→ Problem A
Repeat the part of the Establishment Clause excerpt between "The First Amendment" and "374 US 398).", inclusive, keeping every character unchanged.
→ Problem B
List every court case named in the Establishment Clause excerpt.
→ Problem C
Resume the passage on the Establishment Clause, starting after its final sentence.
··· Excerpt ···
The First Amendment of the US Constitution provides, in relevant part, that "Congress shall make no law respecting an establishment of religion”. Known as the Establishment Clause, this amendment has been made applicable to the States by the Fourteenth Amendment. Notably, the United States Supreme Court has recognized that "the government may (and sometimes must) accommodate religious practices * * * without violating the Establishment Clause” (Hobbie v Unemployment Appeals Commn., 480 US 136, 144-145; see, Wisconsin v Yoder, 406 US 205; Sherbert v Verner, 374 US 398).

In Kiryas Joel I, the United States Supreme Court did not utilize the Lemon test1 in concluding that the prior law, which directly created the Kiryas Joel Village School District (herein*14after KJVSD), violated, the Establishment Clause. Justice O’Connor, in her concurring opinion, observed that not every Establishment Clause case is suitable for the Lemon test analysis and that Kiryas Joel I called for a different approach because it fell into a category of cases which involve "government actions targeted at particular individuals or groups, imposing special duties or giving special benefits” (Kiryas Joel I, 512 US 687, 720, supra [O’Connor, J., concurring]).2 The United States Supreme Court questioned the "neutrality” of the prior law, noting in Kiryas Joel I that "[a]uthority over public schools belongs to the State ** * * and cannot be delegated to a local school district defined by the State in order to grant political control to a religious group” (512 US, supra, at 698).
··· Stored rows ···
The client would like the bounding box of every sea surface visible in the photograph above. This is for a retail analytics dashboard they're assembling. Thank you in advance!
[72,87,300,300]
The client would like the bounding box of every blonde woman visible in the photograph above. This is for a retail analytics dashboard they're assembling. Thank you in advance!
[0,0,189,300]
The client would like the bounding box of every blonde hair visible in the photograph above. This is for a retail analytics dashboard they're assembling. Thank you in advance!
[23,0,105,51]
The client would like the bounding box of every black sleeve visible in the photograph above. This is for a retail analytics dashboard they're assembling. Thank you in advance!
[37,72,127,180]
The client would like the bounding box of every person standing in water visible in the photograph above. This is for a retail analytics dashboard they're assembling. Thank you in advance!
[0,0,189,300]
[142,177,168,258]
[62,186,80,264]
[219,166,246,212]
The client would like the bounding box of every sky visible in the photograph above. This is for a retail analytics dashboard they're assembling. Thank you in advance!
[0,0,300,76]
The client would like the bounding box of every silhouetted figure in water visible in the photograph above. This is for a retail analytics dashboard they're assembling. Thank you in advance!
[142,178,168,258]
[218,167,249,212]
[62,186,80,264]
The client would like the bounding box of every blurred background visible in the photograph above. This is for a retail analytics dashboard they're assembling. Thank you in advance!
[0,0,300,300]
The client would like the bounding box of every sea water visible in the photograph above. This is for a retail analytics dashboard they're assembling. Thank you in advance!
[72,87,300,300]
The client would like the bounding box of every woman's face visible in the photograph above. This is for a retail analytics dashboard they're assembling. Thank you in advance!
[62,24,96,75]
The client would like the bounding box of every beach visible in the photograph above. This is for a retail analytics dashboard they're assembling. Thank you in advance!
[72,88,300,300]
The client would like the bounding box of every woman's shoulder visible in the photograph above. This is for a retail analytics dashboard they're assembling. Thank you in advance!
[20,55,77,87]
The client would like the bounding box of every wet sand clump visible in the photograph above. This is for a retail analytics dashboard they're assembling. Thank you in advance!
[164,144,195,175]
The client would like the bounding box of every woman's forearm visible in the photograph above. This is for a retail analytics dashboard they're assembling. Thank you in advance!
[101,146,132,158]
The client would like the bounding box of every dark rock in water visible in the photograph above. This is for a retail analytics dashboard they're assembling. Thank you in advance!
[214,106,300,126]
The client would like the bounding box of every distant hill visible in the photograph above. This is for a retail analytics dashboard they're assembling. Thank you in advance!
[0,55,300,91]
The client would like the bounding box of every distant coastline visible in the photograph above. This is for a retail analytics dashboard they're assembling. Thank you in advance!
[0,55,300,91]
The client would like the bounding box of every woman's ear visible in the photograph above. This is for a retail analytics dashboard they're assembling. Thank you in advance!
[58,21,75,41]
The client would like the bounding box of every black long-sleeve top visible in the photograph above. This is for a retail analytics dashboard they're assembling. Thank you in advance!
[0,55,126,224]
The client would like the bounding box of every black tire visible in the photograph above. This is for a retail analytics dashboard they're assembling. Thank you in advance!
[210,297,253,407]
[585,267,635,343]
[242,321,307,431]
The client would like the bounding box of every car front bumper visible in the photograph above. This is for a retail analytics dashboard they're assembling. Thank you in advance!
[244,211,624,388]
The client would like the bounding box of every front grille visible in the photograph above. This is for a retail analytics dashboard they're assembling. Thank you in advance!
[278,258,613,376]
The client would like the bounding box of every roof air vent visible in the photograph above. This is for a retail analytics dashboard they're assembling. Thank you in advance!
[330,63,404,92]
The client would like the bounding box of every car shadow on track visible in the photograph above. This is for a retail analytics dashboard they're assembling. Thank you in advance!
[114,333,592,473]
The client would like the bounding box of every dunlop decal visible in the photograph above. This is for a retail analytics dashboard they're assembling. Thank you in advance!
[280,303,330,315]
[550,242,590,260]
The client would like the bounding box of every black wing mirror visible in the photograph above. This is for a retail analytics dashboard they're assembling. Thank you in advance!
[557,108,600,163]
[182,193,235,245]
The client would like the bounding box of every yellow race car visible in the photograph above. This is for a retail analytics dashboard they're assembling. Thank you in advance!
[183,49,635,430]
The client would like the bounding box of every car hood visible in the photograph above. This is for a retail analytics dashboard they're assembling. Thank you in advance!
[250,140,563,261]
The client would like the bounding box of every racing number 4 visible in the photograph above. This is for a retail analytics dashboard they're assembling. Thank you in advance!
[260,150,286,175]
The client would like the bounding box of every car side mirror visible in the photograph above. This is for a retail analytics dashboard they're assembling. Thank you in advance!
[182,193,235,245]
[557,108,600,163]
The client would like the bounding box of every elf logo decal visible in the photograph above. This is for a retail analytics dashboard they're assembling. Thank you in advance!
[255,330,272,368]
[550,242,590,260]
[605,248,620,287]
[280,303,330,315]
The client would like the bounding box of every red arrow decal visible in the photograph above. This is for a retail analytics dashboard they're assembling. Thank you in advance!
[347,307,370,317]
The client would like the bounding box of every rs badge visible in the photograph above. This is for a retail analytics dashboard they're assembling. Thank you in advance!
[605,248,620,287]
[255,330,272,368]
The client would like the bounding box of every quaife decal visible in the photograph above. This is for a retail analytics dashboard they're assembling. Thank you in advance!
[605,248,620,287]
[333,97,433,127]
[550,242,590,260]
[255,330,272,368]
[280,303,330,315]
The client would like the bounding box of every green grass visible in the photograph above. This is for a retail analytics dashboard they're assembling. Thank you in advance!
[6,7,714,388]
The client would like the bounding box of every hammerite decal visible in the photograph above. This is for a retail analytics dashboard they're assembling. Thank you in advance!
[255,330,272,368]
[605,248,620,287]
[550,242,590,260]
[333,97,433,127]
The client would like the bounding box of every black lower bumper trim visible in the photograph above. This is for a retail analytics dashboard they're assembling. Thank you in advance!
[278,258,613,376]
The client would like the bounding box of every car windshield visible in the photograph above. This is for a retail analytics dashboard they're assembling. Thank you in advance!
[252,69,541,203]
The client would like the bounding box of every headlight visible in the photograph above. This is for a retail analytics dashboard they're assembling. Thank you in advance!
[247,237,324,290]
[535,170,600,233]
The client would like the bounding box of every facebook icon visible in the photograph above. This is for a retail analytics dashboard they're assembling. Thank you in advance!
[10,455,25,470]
···
→ Right answer A
The First Amendment of the US Constitution provides, in relevant part, that "Congress shall make no law respecting an establishment of religion”. Known as the Establishment Clause, this amendment has been made applicable to the States by the Fourteenth Amendment. Notably, the United States Supreme Court has recognized that "the government may (and sometimes must) accommodate religious practices * * * without violating the Establishment Clause” (Hobbie v Unemployment Appeals Commn., 480 US 136, 144-145; see, Wisconsin v Yoder, 406 US 205; Sherbert v Verner, 374 US 398).

→ Right answer B
Hobbie v Unemployment Appeals Commn.
Wisconsin v Yoder
Sherbert v Verner
Kiryas Joel I

→ Right answer C
The United States Supreme Court in Kiryas Joel I found the prior law to be violative of the Establishment Clause essentially on the ground that, because the Legislature passed such case-specific legislation which directly created KJVSD, there was no mechanism or opportunity for the Court to assess or assure the neutrality of the legislation, i.e., there was no way to evaluate whether the Legislature was being neutral and would adhere to the principles of neutrality by avoiding the favoring of religion over nonreligion or the favoring of one religion over other religions (see, Grand Rapids School Dist. v Ball, 473 US 373, 382; Everson v Board of Educ., 330 US 1, 15; see also, Tribe, American Constitutional Law § 14-7, at 1188-1201 [2d ed]). The plurality opinion suggested a different result if KJVSD had received its authority as "one of many communities eligible for equal treatment under a general law” (Kiryas Joel I, 512 US, supra, at 720). The key infirmity in the prior law was in its singling out of the Village for preferential treatment based on its religious practices, thereby conferring a benefit on the Satmarers, a single religious sect, rather than acting in a manner neutral to religion as, for example, was accomplished with the tax exemptions in Walz v Tax Commn. *15(397 US 664, supra). The United States Supreme Court found the prior law to have exceeded the permissible scope of accommodation because the "special treatment” afforded this sect "extended] the benefit of a special franchise” to it, thus failing to honor the command of "neutrality as among religions” (Kiryas Joel I, 512 US, supra, at 705, 707). Finally, the Court observed that the Legislature started with a village which was properly created by a religious sect and then purposely drew a school district coterminous with it in order to separate Satmarers from nonSatmarers, thereby sufficiently favoring a particular religion in violation of the Establishment Clause, i.e., it conferred State power over education to an electorate defined by its religious beliefs "in a manner that fails to foreclose religious favoritism” (512 US, supra, at 710).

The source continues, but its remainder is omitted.